Let's Not Play Prisoner's Dilemma
Competing for outside business hurts everybody -- except for big corporations. Let's do it differently.
Mark Price has a roundup of intriguing links relating to poverty and redevelopment at Third and State that's worth a look. I recommend going over and checking out both the post, the blog, and the man.
Anyway, I liked the last two links the most, to articles dealing with effective means of developing -- or redeveloping -- cities. The first is a cautionary tale from today's Pittsburgh Gazette:
The $22 million in local and state incentives used to entice Chiquita's headquarters to Charlotte -- and other payouts like it -- are critical in the fight to create jobs, recruiters say.
But the bets, using taxpayer money, don't always pay off. Critics say incentives might have little influence on a company already planning a move or do little more than shift workers from one state to another. And when government money is a deciding factor in the decision to relocate, some worry the company will flee to another state when the agreement expires.
The worst part of it is that cities are pitted against one another in a kind of prisoner's dilemma. If cities cooperate, and not offer corporations excellent tax breaks, then corporations will pay reasonable tax rates and not jump from city to city. But if one city offers a deal, the corporation will move there at the expense of the others -- so the incentive is to offer a deal. But if everyone is offering deals, the only way to get a business to move to your city is to offer a better deal. And it spirals down from there, especially in hard times when municipalities are desperate for employers.
Corporations like Chiquita are only too glad to take advantage of desperate times and wrangle sweetheart tax deals for themselves.

> **Provided material**
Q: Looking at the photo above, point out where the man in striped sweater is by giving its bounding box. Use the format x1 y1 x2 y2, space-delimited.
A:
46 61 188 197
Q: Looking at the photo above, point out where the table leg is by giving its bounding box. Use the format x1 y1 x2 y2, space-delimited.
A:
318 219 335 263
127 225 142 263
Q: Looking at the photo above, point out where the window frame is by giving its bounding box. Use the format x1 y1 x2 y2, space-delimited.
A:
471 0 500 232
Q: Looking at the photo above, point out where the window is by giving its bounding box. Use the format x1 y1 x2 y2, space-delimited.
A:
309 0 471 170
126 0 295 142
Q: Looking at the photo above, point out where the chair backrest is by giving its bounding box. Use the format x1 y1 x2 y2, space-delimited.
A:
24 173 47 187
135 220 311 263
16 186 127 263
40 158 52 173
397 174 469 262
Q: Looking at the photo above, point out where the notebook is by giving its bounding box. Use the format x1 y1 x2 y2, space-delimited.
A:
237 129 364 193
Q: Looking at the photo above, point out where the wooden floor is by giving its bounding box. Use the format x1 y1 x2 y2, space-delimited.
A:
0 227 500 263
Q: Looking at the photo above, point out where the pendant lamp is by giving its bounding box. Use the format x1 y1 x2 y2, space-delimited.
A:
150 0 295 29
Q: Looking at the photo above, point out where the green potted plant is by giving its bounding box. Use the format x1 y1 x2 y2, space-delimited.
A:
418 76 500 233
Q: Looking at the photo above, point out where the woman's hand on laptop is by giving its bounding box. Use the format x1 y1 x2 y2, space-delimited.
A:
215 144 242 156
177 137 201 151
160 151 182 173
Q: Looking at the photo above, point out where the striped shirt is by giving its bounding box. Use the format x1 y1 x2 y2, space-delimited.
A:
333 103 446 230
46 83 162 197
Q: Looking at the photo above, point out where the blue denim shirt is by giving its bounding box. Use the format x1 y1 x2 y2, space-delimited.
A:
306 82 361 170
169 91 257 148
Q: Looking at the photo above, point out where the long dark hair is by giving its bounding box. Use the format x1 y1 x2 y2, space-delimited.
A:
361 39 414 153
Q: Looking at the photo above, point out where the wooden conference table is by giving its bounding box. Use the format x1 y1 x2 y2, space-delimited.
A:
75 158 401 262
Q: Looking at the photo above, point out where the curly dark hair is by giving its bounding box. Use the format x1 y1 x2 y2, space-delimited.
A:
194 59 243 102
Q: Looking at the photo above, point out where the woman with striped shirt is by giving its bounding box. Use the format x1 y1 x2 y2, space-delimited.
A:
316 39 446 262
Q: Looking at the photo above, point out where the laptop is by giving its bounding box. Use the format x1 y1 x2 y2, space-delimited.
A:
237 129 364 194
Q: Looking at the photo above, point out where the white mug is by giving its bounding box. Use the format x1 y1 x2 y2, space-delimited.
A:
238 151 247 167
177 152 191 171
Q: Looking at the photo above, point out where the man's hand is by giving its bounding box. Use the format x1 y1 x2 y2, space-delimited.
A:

> **Tasks to perform**
a. In the blog post on cities competing for business, what three things does the writer recommend checking out at Third and State?
b. Write the next few paragraphs of the blog post on cities competing for corporate business, picking up after its final sentence.
The records are drawn from a separate source and are unrelated to the text.

> **Exercise results**
a. The post, the blog, and the man.

b.
But municipalities don't have to play the game. They can opt out altogether. That, at least, is the theory from the Keystone Research Center (via another Mark Price link):
...instead of handing out checks to lure new businesses to the state (or retain existing ones), a dominant practice to date, Pennsylvania should strengthen its efforts to grow its own companies by investing in the public goods of a 21st-century economy. These 21st-century public goods start with education and traditional infrastructure but also include technological infrastructure and amenities, cultural assets, and natural endowments that make Pennsylvania an attractive place to live and work. Today's public goods also include institutions that support specific industry sectors, such as training partnerships and sector-specific innovation centers that build on Pennsylvania's higher-education institutions.
The KRC suggests holding companies that do receive subsides or tax breaks accountable for decent wages and job creation. Maybe a simple clause tying a certain number of hires or investment amount to the subsidy or tax break. The
KRC also suggests that cities "should focus its job-creation dollars on already-developed...cities where new jobs will rely on existing infrastructure..."
I'd add that cities should spend its job-creation dollars on locally owned businesses and regionally-specific industries already in the area. It's better to build on a kind of industry that already thrives in your city than it is to try to lure a new one in. In Erie, for example, maybe we should be working to support and expand the tool and die shops that are so prevelant. Make Erie the tool and die capital of the world!
Or something.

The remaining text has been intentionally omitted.